Point placement entries:
>>>>

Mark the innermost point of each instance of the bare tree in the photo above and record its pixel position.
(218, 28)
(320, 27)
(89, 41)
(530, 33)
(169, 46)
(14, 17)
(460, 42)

<<<<

Aim of the exercise:
Format every line of the entries above as a JSON list of strings, with one string per line and blank lines omitted.

Answer to this task:
[
  "Mark the innermost point of each instance of the bare tree in the photo above and record its pixel position.",
  "(218, 28)",
  "(320, 27)",
  "(89, 41)",
  "(530, 33)",
  "(169, 46)",
  "(14, 17)",
  "(460, 42)"
]